(Data items)
▼
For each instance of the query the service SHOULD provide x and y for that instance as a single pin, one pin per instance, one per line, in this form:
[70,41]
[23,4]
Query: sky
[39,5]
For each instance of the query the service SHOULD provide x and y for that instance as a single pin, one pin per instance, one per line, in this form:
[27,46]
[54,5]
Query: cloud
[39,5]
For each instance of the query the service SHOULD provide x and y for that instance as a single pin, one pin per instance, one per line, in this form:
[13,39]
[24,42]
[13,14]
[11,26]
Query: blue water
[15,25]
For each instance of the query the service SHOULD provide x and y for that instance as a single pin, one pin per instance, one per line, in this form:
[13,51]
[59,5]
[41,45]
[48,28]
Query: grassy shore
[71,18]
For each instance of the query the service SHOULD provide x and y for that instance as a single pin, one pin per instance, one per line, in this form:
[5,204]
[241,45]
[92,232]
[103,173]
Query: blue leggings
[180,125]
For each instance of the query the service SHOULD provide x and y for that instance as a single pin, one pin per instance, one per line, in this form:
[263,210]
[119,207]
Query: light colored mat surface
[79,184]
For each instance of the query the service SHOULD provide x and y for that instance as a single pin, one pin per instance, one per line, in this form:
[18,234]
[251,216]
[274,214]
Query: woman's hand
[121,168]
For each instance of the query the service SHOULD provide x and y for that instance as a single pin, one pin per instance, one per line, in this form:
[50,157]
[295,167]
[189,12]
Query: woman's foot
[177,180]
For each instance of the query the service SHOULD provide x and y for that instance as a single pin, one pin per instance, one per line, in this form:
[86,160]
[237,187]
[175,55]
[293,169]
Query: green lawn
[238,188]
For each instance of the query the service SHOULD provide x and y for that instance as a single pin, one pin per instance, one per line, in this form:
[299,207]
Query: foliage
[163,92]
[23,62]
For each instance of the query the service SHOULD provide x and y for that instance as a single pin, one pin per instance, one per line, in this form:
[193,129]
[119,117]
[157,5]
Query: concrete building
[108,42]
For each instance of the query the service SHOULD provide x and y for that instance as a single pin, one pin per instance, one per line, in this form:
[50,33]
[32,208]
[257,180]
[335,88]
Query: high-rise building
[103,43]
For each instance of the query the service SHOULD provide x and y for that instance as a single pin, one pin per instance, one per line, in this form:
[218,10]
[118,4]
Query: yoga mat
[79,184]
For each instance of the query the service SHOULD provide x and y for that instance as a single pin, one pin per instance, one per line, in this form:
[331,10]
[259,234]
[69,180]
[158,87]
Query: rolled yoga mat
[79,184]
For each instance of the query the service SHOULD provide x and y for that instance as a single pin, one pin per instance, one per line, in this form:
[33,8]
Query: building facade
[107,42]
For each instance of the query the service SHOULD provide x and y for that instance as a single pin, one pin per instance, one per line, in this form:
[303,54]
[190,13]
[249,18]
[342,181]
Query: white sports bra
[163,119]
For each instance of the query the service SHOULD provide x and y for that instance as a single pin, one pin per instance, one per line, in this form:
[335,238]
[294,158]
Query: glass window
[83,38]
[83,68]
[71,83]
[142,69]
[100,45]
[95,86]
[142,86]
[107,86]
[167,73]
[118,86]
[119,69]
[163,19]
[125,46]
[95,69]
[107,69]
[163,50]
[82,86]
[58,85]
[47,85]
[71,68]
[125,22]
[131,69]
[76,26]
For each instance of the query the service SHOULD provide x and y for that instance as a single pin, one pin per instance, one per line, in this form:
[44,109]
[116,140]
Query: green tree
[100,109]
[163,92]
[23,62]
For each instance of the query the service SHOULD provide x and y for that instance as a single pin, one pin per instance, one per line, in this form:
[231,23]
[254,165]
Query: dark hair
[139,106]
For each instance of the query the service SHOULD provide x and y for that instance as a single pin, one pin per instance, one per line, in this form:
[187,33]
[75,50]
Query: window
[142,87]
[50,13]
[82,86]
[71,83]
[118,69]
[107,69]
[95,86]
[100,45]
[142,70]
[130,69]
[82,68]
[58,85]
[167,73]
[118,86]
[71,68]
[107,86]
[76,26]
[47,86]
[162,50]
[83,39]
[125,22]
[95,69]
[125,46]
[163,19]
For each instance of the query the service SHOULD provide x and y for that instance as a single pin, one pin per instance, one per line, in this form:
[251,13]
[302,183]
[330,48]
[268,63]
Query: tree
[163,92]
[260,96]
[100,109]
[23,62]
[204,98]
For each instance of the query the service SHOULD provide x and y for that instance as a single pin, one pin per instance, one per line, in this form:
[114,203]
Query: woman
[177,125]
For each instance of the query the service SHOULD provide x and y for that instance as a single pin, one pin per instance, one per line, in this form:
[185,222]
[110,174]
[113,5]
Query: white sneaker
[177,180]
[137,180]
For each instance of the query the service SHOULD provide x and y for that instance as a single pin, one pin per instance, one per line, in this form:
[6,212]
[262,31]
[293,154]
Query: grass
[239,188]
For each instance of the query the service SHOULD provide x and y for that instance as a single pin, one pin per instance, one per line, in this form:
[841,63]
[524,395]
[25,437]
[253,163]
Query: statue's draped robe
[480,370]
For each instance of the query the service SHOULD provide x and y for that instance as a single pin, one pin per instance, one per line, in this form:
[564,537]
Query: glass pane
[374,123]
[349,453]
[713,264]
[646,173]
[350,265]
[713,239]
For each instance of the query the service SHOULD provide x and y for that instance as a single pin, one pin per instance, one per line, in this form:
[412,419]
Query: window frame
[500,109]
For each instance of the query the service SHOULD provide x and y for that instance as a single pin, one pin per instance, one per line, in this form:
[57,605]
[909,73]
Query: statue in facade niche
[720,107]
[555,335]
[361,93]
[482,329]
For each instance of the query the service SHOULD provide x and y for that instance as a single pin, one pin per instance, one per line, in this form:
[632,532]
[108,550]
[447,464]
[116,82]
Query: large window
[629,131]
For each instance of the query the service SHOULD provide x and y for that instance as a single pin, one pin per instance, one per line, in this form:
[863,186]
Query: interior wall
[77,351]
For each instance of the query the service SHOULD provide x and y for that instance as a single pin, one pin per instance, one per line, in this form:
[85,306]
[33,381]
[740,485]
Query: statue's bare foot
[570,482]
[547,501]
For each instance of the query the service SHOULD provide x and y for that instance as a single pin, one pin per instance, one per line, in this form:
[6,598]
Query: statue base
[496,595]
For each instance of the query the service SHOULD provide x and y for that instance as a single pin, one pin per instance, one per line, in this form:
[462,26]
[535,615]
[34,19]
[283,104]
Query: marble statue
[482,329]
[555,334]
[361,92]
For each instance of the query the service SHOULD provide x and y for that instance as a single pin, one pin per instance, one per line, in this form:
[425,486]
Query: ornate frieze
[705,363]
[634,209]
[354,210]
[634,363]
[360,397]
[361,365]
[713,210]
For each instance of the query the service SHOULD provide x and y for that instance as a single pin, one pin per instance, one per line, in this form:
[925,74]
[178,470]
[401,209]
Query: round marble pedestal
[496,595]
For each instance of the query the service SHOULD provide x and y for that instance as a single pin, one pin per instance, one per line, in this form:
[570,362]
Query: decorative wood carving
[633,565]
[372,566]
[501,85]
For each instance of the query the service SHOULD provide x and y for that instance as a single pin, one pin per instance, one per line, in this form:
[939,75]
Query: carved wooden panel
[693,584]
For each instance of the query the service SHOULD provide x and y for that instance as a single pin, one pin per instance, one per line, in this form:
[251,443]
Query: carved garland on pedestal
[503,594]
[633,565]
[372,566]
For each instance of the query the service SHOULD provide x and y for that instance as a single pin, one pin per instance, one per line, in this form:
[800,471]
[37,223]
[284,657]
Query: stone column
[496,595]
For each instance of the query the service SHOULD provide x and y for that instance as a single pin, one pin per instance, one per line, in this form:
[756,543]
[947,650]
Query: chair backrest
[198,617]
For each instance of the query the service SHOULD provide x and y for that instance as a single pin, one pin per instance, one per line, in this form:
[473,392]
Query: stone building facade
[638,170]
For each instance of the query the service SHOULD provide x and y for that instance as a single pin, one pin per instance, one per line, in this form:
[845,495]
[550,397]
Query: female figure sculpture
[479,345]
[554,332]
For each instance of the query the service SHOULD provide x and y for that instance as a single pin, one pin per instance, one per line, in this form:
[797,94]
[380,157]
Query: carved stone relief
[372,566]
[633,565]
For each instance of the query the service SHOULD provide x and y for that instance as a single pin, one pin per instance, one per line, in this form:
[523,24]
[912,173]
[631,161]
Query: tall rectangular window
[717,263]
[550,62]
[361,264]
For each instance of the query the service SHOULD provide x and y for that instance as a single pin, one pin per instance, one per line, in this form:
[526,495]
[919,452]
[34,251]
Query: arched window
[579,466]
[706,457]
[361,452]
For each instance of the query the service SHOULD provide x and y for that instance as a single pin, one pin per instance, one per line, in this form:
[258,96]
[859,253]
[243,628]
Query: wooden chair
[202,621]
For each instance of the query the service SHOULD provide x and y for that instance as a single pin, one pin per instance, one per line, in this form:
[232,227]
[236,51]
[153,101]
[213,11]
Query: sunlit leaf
▲
#### [Instructions to follow]
Find every line in the listing above that contains the word "statue", and copy each one. Case counts.

#### [Response for this exercise]
Query: statue's draped robe
Query: statue in facade niche
Query: statue's bare foot
Query: statue base
Query: marble statue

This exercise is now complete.